## Task description
Output every line of the records below as a JSON list of strings, one string per line, leaving out blank lines.

## Records for this task
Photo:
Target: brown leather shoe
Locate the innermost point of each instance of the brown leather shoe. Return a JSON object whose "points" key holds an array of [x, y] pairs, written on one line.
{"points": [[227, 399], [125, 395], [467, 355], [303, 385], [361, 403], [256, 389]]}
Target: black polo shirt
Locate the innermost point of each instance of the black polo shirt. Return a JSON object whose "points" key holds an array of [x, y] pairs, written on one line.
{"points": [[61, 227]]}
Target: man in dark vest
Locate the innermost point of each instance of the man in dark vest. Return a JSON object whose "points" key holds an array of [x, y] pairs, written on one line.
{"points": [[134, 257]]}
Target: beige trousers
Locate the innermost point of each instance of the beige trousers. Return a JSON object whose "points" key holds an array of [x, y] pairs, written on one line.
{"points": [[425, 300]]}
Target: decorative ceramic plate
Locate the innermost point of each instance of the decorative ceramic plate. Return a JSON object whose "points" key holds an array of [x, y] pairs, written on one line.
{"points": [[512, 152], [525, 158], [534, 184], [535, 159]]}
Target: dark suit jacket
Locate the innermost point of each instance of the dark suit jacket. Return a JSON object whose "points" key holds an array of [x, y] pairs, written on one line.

## Written answer
[
  "Photo:",
  "Target: brown leather shoe",
  "Locate the innermost point of each instance of the brown leather shoe. Return a JSON object whose \"points\" key holds an array of [x, y] pairs, written on one line.",
  "{\"points\": [[227, 399], [125, 395], [467, 355], [303, 385], [361, 403], [256, 389]]}",
  "Target: black polo shirt",
  "Locate the innermost point of each instance of the black polo shirt. Return a JSON object whose \"points\" key holds an array of [x, y] pairs, written on one line.",
  "{\"points\": [[61, 227]]}",
  "Target: man in dark vest",
  "Locate the innermost point of each instance of the man in dark vest. Return a JSON object whose \"points\" key holds an array of [x, y] pairs, written on one line.",
  "{\"points\": [[134, 257]]}",
  "Target: beige trousers",
  "Locate the innermost point of each instance of the beige trousers. Return a JSON object whose \"points\" key holds an array of [x, y] pairs, written on one line.",
  "{\"points\": [[425, 300]]}",
  "Target: decorative ceramic plate",
  "Locate the innermost point of each instance of the decorative ceramic plate. Return a JSON object whose \"points\" key holds an array of [x, y] pairs, written on one line.",
  "{\"points\": [[512, 152], [525, 158], [534, 184], [535, 159]]}",
  "Target: dark suit jacket",
  "Locate the innermost point of each instance of the dark suit jacket. Return a JSON object whose \"points\" key holds an array of [x, y] pairs, written on one line."
]